Extracted text:
= Generation of Columbuses =

Polish generation born after Poland's independence in 1918

The Generation of Columbuses (Pokolenie Kolumbów, ), also known as the Generation of 1920, is a term denoting the generation of Poles who were born soon after Poland regained its independence in 1918, and whose entry into adulthood was marked by World War II.

The term was coined by Roman Bratny in his 1957 novel Kolumbowie. Rocznik 20. Referring to Christopher Columbus, Bratny described the entire generation of Poles as people who "discovered Poland". The term is generally applied to young intelligentsia, but also includes all young people who, instead of living a traditional young adulthood, had to fight against foreign occupation and study at secret universities.

Dataset content:
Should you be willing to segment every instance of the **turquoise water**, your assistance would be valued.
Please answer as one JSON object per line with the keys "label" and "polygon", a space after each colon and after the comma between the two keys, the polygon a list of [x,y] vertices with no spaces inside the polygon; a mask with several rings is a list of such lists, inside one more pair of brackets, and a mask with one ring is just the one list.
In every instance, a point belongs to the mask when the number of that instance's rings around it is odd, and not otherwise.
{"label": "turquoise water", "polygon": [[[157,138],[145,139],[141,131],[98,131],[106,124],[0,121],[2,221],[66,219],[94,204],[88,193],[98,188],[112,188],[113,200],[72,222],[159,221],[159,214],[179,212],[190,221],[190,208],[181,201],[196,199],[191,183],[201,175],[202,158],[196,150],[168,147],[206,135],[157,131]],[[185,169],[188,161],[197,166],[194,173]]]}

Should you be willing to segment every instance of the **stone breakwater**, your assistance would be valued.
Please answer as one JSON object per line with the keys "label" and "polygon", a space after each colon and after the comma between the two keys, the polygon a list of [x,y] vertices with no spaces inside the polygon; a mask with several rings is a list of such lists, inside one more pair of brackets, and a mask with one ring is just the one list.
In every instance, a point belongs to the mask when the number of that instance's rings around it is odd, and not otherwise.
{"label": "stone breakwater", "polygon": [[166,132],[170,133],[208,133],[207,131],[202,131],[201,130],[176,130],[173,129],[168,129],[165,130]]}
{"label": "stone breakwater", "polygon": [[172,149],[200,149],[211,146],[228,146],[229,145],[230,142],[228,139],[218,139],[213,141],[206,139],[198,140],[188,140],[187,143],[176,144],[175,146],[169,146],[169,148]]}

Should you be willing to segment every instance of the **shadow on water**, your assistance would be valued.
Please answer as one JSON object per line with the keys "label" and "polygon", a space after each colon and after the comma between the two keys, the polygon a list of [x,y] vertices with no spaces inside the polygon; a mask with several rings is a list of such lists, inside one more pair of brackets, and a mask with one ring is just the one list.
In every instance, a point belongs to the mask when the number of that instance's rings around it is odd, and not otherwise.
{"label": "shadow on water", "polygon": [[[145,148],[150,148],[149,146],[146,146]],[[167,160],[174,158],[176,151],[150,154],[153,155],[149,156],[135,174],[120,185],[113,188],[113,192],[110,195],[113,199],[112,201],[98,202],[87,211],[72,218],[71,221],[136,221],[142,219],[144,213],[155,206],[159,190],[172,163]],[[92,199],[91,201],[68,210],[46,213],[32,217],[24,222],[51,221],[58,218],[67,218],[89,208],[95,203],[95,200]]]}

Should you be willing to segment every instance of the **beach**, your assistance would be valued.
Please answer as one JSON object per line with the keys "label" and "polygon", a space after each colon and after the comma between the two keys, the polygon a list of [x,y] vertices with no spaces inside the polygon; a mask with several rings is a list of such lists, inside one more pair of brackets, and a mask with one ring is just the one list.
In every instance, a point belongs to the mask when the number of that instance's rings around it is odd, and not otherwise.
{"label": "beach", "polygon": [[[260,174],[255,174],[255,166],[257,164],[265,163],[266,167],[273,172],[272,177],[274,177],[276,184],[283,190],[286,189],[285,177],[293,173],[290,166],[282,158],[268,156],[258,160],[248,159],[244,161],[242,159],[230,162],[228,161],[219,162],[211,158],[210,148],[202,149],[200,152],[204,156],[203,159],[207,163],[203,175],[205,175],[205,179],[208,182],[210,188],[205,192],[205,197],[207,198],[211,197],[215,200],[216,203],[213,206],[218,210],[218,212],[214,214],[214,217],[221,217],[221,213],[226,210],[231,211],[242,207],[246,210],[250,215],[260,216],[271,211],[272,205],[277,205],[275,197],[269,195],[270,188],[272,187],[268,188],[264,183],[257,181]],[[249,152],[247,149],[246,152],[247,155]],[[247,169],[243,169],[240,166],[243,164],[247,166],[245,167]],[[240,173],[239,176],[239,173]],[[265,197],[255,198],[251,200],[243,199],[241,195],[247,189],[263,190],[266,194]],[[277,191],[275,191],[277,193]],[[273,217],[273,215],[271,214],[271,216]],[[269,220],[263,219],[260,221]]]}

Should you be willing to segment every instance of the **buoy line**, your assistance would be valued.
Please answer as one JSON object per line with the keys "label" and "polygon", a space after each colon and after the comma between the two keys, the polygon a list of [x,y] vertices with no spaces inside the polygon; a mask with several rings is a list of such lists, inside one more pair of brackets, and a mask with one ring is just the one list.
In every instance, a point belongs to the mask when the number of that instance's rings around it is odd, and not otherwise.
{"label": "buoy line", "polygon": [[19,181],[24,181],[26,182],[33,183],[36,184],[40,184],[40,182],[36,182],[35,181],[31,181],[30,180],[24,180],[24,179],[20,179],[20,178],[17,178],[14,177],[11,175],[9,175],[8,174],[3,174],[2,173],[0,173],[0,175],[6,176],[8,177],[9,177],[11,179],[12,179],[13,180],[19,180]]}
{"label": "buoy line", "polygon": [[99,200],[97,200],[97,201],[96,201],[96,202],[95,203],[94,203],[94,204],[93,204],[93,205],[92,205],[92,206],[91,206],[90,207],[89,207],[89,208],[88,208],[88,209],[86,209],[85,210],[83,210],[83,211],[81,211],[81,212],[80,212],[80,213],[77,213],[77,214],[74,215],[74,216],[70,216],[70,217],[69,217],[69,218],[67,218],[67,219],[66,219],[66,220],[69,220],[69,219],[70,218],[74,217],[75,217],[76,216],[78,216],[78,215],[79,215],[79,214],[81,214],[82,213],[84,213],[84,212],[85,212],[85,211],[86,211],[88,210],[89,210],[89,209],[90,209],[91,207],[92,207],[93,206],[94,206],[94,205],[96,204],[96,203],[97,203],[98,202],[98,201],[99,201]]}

Set exercise: What names does the article on the Generation of Columbuses give for that generation? The listing is separate material and has no connection to the article on the Generation of Columbuses.

Response to the exercise:
- Generation of Columbuses
- Pokolenie Kolumbów
- Generation of 1920